#### Исходный текст

Любое творение
Алена Рене, признанного новатора киноязыка и патриарха мирового кино, обречено на тотальный разбор. Интеллектуальный монтаж, философская оценка проблем бытия, прихотливые визуальные кунштюки, хитроумные изгибы сюжета, механика "человеческой памяти" - те срезы, по лекалам которых усердные киноведы придумывают замысловатые формулы и рождают громоздкие размышления о природе кинематографа. Такой же жадный интерес к предмету можно встретить в статьях, посвященных поздним работам
Жан-Люка Годара, интерпретации фильмов которого бесконечно далеко выходят за рамки собственно фильмов. Рене в построении своего cinema выступает значительно мягче Годара – упертого нонконформиста, чье агрессивное смешение стилей, отступлений, аллюзий, парадоксов, цитат и самоцитат подается без жанровой смазки и прикрытия, в оголенной прямоте текста, направленного уколом в мозг. Ален Рене, подобно своим соратникам
Эрику Ромеру и
Жаку Риветту, на исходе века избрал путь изящной, но простодушной лирики, издавна реабилитированной классиками французской литературы. Мелодрама, вышедшая из-под пера искусного мастера, способна немало интересного поведать о временах и нравах, не теряя при этом ни в зрелищности, ни в остроте морали, ни в глубине повествования. К слову о литературе.
Дикие травы /2009/ содержат интертитр с цитатой из "Воспитания чувств" Флобера: "Чтобы ни случилось, мы будем любить друг друга". Сладковатая реплика, как и любой другой жест маститого экспериментатора, вызывает массу толкований. Это и декларация связи двух культур – визуальной и литературной, и усмешка над героями
Диких трав, в порыве взаимного увлечения поднявших бурю в стакане воды, и намек на то, что воспитание чувств есть посильная обязанность культурного человека, который вне зависимости от возраста должен по мере сил возделывать ниву душевных напряжений.
1.
Этапным фильмом Алена Рене, пустившим по миру эхо канувшей эпохи блистательного "нововолнового" авторства, был
Мой американский дядюшка /1980/ - вольная адаптация мудреного наукообразного романа
Жана Грюо, одного из ведущих драматургов революционного момента (
Париж принадлежит нам /1961/,
Жюль и Джим /1961/,
Карабинеры /1963/). За попытку вырваться за пределы возможного и обновить язык, "дядюшка" был удостоен "Золотой пальмовой ветви".

########

Верните дословно фрагмент статьи об Алене Рене: от слов «Дикие травы /2009/» и до слов «ниву душевных напряжений.» включительно. Эти данные взяты из другого источника.

#### Выдержки из данных

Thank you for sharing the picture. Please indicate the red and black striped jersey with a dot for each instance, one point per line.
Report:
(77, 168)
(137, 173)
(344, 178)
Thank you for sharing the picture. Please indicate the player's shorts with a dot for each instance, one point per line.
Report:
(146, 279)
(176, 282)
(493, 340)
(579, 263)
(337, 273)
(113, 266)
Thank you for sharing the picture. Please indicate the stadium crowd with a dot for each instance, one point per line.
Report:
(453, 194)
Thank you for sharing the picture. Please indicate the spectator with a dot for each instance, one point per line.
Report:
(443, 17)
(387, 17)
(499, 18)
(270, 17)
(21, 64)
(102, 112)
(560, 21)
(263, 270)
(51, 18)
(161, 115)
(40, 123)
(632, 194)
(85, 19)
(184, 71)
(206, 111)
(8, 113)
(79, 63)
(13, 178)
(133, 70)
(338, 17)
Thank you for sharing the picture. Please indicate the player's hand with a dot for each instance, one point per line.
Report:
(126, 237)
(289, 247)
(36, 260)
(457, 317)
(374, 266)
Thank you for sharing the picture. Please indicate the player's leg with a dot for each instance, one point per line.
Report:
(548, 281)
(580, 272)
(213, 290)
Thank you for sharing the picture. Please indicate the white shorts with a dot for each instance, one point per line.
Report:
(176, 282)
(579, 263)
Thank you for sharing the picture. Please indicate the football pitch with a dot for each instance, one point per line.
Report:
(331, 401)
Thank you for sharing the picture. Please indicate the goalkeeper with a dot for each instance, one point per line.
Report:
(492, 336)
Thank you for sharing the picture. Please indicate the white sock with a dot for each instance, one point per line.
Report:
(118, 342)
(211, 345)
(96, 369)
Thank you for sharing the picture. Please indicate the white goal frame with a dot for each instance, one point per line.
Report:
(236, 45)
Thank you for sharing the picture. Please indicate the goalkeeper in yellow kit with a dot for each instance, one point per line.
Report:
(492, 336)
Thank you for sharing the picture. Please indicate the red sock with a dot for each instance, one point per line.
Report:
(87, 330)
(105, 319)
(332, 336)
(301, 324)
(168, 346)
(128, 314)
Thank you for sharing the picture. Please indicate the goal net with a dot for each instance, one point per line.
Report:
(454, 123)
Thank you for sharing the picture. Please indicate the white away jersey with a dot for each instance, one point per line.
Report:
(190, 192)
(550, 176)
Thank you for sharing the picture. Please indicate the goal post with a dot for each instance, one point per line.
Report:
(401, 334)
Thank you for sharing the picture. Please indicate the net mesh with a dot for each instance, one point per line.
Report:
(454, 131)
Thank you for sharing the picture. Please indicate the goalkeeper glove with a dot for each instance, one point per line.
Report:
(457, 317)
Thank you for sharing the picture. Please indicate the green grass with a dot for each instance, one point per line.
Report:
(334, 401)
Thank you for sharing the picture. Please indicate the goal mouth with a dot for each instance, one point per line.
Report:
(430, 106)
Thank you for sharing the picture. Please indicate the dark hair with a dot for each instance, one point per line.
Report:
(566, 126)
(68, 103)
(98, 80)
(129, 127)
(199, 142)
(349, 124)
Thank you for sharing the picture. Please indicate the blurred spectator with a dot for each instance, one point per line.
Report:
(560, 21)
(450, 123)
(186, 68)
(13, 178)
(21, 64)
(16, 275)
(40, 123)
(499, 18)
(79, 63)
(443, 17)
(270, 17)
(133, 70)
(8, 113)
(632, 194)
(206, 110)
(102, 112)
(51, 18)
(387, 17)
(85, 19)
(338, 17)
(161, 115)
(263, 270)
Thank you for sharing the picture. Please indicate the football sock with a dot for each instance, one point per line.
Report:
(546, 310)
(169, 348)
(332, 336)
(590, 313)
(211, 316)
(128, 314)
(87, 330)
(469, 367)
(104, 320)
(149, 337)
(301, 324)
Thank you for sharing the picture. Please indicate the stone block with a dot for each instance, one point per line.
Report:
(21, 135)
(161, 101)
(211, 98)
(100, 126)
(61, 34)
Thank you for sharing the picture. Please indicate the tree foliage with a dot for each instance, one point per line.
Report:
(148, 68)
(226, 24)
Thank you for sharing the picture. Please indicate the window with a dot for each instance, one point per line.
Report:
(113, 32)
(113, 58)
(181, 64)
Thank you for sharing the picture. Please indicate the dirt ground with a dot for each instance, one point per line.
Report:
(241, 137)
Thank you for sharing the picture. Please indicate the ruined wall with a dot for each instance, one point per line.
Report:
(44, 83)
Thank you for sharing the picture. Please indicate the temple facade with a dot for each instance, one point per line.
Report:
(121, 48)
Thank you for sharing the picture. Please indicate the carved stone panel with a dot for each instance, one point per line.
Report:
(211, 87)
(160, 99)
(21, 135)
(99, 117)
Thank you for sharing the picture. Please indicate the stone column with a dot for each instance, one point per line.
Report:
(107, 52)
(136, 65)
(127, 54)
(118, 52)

########

- _Решение задания_:
Дикие травы /2009/ содержат интертитр с цитатой из "Воспитания чувств" Флобера: "Чтобы ни случилось, мы будем любить друг друга". Сладковатая реплика, как и любой другой жест маститого экспериментатора, вызывает массу толкований. Это и декларация связи двух культур – визуальной и литературной, и усмешка над героями
Диких трав, в порыве взаимного увлечения поднявших бурю в стакане воды, и намек на то, что воспитание чувств есть посильная обязанность культурного человека, который вне зависимости от возраста должен по мере сил возделывать ниву душевных напряжений.